• [Задания]:
1 - Сколько сахарных заводов в Воронежской области, согласно тексту о Перелешинском сахарном заводе?
2 - Пожалуйста, продолжите текст о Перелешинском сахарном заводе сразу после его последнего предложения.

• [Фрагмент документа]:
>>>>>
Земля (сентябрь 2007) - журнал Русская жизнь
Шрифт:
Интервал:
Закладка:
Валерий Пыхов пострадал меньше других, он стоял чуть в стороне, за выпарной станцией. «А у Сереги, - говорит слесарь Николай Жигулин о Сергее Прибыткове, самом молодом (27-летнем) слесаре в бригаде, - у Сереги мозгов нет с макушкой и одного глаза». Слесарь Жигулин рассказывает о том, что у Сереги нет мозгов, как будто пересказывает какой-то фильм, но его можно понять, потому что он с утра сильно пьян. И то, что пьян, понять можно: Жигулин был в бригаде ремонтников четвертым. И тем вечером отпросился у начальства домой пораньше, копать картошку. Взрыв услышал, когда был у проходной. «Еще подумал: вовремя ушел, там громыхает что-то», - смеется Жигулин. Смеется, а глаза заплаканные.
IV.
Восемь вечера - это не рабочий день, и в пресс-релизе справедливо сказано, что «никто из людей не должен был находиться рядом с коллектором в это время». То есть получается, что Пыхов, Прибытков и Коростылев сами, от нечего делать, собрались в коллекторе и давай устраивать предпусковую проверку пара. На самом деле утром пятого числа должны были пускать завод. Потому что грузовики со свеклой едут, а хранилище не резиновое.
Перелешинский завод, как и все сахарные заводы Черноземья (в Воронежской области таких заводов девять), работает не круглый год: график естественным образом привязан к сезону. В начале осени собирают сахарную свеклу. Собирают и везут на завод, который к этому времени должен быть запущен. Свеклу на заводе перерабатывают месяца два, до начала ноября. Потом свекла заканчивается, и завод останавливают до следующей осени. И каждый раз в конце августа директор спохватывается, что скоро надо опять пускать предприятие. Так и возникают сверхурочные работы и предпусковые проверки пара.
<<<<<
(Записи разметки областей)
>>>>>
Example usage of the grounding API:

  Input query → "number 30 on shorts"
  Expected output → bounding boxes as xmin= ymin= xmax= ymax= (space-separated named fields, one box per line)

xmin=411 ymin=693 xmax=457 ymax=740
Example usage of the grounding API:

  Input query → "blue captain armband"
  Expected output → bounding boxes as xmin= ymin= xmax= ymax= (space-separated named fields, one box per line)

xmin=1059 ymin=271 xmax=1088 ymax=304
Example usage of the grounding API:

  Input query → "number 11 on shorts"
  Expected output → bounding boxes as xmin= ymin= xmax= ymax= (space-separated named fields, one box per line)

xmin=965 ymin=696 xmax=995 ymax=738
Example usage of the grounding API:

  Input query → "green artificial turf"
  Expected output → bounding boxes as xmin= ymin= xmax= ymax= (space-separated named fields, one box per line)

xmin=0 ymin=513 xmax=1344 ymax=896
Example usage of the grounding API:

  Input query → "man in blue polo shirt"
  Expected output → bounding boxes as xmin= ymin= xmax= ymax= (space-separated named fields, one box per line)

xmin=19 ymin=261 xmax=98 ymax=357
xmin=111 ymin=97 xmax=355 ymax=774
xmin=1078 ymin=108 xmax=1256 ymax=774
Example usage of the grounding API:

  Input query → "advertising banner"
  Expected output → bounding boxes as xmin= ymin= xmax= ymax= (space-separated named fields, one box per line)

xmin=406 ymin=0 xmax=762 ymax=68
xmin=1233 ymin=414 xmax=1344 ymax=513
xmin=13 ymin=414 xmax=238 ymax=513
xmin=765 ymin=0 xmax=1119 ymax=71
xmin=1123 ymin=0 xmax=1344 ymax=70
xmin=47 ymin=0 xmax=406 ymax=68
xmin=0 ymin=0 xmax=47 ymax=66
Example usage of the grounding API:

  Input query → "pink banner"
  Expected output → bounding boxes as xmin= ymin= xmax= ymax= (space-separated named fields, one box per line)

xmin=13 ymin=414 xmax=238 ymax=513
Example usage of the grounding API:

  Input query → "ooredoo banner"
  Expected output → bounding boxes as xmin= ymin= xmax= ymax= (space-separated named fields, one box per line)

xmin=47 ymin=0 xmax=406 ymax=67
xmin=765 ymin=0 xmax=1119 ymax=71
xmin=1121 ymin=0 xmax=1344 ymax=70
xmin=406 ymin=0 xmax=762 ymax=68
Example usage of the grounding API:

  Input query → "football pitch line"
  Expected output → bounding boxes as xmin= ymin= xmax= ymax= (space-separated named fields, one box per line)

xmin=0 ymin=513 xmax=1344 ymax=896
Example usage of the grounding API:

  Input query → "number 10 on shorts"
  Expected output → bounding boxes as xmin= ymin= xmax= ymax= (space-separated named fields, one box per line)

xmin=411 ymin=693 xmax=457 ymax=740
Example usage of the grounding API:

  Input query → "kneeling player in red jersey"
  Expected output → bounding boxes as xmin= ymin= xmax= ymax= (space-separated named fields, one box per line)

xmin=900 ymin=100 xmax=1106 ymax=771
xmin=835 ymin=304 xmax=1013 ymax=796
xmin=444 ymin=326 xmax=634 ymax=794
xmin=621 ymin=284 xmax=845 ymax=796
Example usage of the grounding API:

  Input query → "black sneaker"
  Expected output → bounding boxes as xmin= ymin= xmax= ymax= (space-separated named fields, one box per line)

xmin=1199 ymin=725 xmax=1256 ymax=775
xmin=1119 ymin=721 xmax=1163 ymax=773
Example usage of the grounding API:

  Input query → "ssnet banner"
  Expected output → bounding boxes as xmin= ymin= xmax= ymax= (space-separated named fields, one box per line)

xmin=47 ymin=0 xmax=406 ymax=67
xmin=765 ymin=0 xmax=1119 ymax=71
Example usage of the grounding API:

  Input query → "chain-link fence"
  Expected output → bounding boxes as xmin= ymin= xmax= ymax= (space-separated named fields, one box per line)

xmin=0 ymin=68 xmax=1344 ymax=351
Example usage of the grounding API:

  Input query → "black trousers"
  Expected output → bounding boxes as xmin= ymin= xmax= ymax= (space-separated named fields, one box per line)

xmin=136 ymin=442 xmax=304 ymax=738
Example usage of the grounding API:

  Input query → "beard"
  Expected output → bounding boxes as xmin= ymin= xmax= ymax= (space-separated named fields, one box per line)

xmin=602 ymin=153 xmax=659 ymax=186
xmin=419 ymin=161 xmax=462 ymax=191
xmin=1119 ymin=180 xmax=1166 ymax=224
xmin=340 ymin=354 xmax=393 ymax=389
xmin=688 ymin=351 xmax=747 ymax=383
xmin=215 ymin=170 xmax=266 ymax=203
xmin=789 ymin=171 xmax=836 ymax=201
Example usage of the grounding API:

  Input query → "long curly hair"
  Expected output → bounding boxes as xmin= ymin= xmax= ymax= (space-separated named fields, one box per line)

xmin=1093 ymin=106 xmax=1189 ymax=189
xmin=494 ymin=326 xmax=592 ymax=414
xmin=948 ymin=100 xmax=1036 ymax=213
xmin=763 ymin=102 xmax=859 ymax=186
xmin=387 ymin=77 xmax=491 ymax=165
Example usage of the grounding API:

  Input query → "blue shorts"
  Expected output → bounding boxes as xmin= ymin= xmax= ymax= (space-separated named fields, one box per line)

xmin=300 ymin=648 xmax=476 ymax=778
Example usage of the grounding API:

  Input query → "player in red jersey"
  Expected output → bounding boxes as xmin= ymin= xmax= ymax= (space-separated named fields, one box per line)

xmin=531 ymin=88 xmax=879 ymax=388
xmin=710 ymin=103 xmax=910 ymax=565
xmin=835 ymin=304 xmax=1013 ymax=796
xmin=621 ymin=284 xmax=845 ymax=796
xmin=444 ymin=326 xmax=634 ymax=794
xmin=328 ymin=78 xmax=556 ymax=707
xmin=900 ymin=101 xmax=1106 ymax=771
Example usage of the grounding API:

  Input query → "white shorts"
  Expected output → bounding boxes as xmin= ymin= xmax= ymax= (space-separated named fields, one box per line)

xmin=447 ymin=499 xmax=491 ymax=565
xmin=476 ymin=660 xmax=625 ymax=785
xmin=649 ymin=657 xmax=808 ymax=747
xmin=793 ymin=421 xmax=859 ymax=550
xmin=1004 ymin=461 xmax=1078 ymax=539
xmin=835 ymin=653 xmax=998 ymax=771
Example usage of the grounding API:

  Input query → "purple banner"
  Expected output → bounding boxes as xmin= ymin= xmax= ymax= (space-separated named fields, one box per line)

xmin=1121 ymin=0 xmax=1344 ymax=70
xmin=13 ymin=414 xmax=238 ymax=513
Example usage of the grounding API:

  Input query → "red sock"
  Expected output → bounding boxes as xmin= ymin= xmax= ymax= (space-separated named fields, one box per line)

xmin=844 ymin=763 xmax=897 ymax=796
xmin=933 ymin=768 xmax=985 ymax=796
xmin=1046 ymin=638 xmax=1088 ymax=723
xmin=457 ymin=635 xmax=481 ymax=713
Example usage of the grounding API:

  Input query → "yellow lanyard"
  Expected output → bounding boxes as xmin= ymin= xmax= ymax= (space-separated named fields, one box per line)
<<<<<
• [Ответы к заданиям]:
1 - В Воронежской области девять сахарных заводов.

2 -
Хотя, конечно, рабочие сами кровно заинтересованы в том, чтобы завод заработал как можно скорее. Когда завод работает, им платят зарплату: от двух до четырех тысяч рублей в месяц. Когда не работает, получают они по десять процентов. У Валерия Пыхова десять месяцев в году выходило по четыреста рублей в месяц. Зарплата Валентины на водокачке - полторы тысячи. «Но вы не думайте, что мы бедно жили, - пугается непонятно чего Валентина. - У нас огород есть, картошка, тыква, помидоры. Ну и у мамы пенсия хорошая». Мама Валентины, теща покойного, тоже в черном. Сидит на грядке, на сваленных горкой тыквах и плачет. Внук Юра приносит ей кружку воды и включается в разговор о деньгах. «Я в Воронеже работаю, я электрик. Работа - две лампочки в месяц вкручиваю. И выходит у меня за это девять тысяч. А у дяди Валеры было четыре, ну как так можно?»
Надеюсь, я больше никогда не побываю в Перелешине, потому что Юра очень боялся, что его «Ну как так можно?» будет процитировано в печати, и просил меня его не цитировать. Юра очень боится, что семья его родителей из-за его неосторожного слова подвергнется репрессиям со стороны заводского руководства и его службы безопасности. Но я все-таки его процитирую, потому что в самом деле: ну как так можно, а?
V.
У Пыховых мы были на следующий после взрыва день. Гроб с телом Валерия Пыхова в дом привезли только наутро - в день похорон. А накануне в Перелешине гастролировала похоронная контора из райцентра Панино, по такому случаю устроившая в поселке антираспродажу, предлагая 250-рублевые венки по 400. Народ брал, целый КамАЗ венков раскупили.
Отпевали погибших на улице, через дорогу от заводской проходной, возле круглой бетонной клумбы между заводом и заводоуправлением. От администрации присутствовала секретарша, брюнетка в брючном костюме и на шпильках. Директор уехал в Панино, дела. Рабочих, продолжающих ускоренно готовить завод к пуску (свеклу-то завозят), выпустили попрощаться на полчаса. Школьникам тоже разрешили не ходить на занятия (школа в райцентре), тем более что желтый школьный автобус задействовали для перевозки родственников на кладбище.
Час дня, жара, над улицей кружатся стаи ворон: они любят оставшуюся от производства сахара патоку. Ворон здесь вообще много, и очень красиво получается, когда ворона садится на гору известнякового булыжника (знаете же, почему сахар получается белым? Его известью отбеливают), - как на картине Верещагина «Апофеоз войны».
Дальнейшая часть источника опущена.